John Marvin Cruz Nieto (born February 22, 1977), popularly known by his stage name Yul Servo Nieto or simply Yul Servo, is a Filipino actor and politician who is currently the vice mayor of Manila, the capital city of the Philippines, since 2022.

Background
Nieto, nicknamed "Jon-Jon" as a child, was born in Bulacan and raised in Binondo, Manila. Nieto's father Glenn Martin Romano Nieto, an architect by profession, used to own a tailoring shop and was a former councilor. The second of eight children in a Manila middle-class family, Nieto studied and graduated to become a policeman but was pushed into acting by an uncle.
┄┄┄┄┄┄┄┄┄┄┄┄┄┄┄┄┄┄┄┄
#### WRITTEN INSTRUCTION 1:
Rewrite the part of the records that opens with the line containing "Return the polygon of every instance of the green leaf" and closes with the line containing "711L239 703L270 698L297" as a numbered list, omitting blank lines.
The text and the records have no connection to each other.

#### ENTRIES:
┄┄┄┄┄┄┄┄┄┄┄┄┄┄┄┄┄┄┄┄
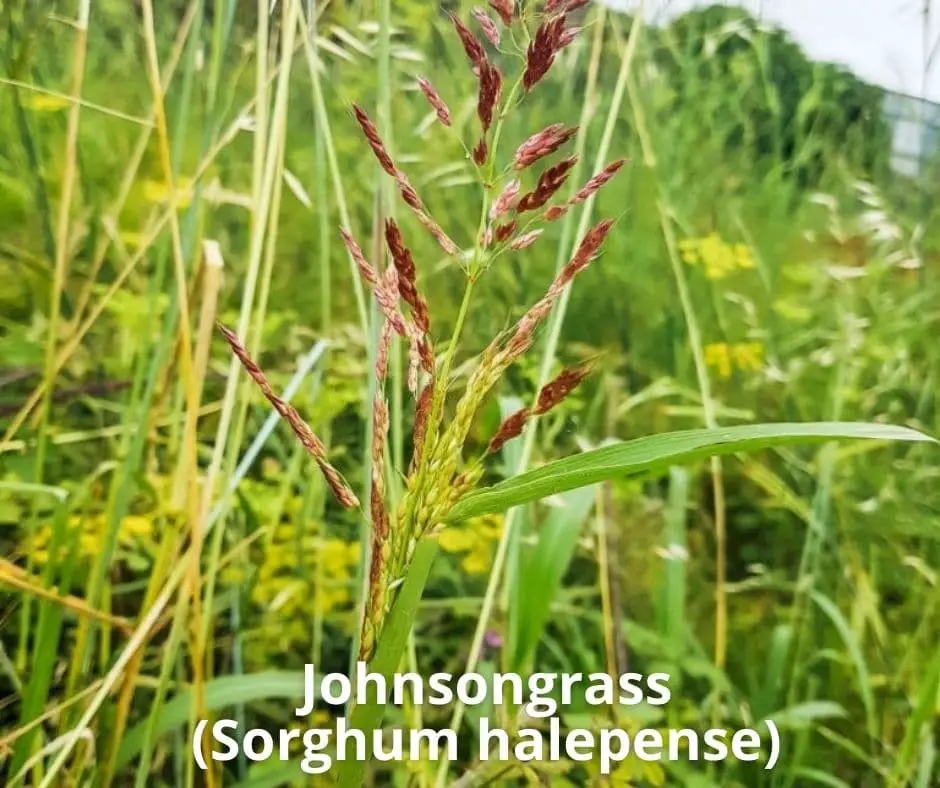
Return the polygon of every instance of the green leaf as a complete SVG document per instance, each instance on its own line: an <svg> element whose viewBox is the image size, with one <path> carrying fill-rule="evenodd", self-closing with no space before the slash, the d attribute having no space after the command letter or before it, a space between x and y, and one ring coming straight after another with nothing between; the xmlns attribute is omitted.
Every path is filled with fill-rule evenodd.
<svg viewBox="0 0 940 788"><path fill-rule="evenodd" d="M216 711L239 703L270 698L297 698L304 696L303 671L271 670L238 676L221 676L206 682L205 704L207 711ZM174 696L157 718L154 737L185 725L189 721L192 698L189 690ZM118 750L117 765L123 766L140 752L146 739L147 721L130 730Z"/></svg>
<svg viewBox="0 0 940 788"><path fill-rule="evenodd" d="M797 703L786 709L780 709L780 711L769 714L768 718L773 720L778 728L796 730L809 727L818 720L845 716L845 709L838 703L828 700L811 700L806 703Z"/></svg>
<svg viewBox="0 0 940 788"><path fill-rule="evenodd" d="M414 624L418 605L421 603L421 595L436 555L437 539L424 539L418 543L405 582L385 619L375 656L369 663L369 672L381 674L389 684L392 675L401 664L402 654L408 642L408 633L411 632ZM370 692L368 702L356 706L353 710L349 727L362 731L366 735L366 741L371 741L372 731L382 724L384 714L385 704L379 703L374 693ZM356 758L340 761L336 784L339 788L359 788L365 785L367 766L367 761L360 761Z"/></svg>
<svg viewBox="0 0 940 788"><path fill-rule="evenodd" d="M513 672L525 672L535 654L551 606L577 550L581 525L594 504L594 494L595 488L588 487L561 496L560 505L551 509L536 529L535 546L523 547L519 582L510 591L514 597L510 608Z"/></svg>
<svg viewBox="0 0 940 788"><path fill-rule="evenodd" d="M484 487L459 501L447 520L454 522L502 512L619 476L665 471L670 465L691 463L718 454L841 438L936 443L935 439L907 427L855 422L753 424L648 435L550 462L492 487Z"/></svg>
┄┄┄┄┄┄┄┄┄┄┄┄┄┄┄┄┄┄┄┄
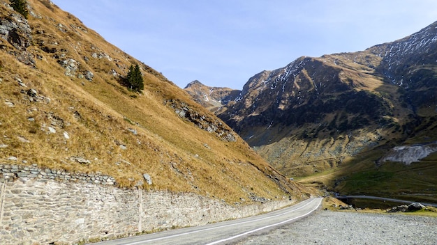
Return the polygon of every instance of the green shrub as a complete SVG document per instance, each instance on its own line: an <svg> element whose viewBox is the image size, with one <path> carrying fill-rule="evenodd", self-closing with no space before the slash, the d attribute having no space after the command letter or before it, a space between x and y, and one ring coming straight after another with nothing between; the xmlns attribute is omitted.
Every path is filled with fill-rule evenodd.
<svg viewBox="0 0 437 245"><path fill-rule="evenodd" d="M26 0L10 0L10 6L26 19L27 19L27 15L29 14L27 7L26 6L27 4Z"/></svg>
┄┄┄┄┄┄┄┄┄┄┄┄┄┄┄┄┄┄┄┄
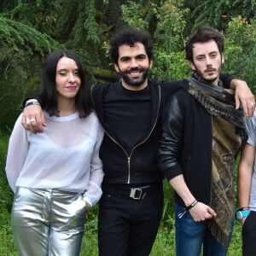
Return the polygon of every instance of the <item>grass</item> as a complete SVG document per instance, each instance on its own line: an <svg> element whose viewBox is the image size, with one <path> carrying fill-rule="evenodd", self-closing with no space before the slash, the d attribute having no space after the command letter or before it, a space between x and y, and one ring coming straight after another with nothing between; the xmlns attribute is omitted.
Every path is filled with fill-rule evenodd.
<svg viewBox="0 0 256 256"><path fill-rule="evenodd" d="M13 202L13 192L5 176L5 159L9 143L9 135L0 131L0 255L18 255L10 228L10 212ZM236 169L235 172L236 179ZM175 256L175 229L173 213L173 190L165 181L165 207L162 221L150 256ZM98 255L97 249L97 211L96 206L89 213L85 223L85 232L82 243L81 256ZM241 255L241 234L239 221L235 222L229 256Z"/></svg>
┄┄┄┄┄┄┄┄┄┄┄┄┄┄┄┄┄┄┄┄
#### WRITTEN INSTRUCTION 2:
Condense the paragraph of the Yul Servo biography that begins "Nieto, nicknamed" into a bulleted list that keeps its main facts.

#### FINAL RESULT 1:
1. Return the polygon of every instance of the green leaf as a complete SVG document per instance, each instance on its own line: an <svg> element whose viewBox is the image size, with one <path> carrying fill-rule="evenodd", self-closing with no space before the slash, the d attribute having no space after the command letter or before it, a space between x and y, and one ring coming straight after another with nothing between; the xmlns attribute is omitted.
2. Every path is filled with fill-rule evenodd.
3. <svg viewBox="0 0 940 788"><path fill-rule="evenodd" d="M216 711L239 703L270 698L297 698L304 696L303 671L271 670L238 676L221 676L206 682L205 704L207 711ZM174 696L157 718L154 737L185 725L189 721L192 698L189 690ZM118 750L117 765L123 766L140 752L146 739L147 721L130 730Z"/></svg>

#### FINAL RESULT 2:
- Nicknamed "Jon-Jon" as a child
- Born in Bulacan and raised in Binondo, Manila
- Father: Glenn Martin Romano Nieto, an architect who once owned a tailoring shop and was a former councilor
- Second of eight children in a Manila middle-class family
- Studied and graduated to become a policeman, but an uncle pushed him into acting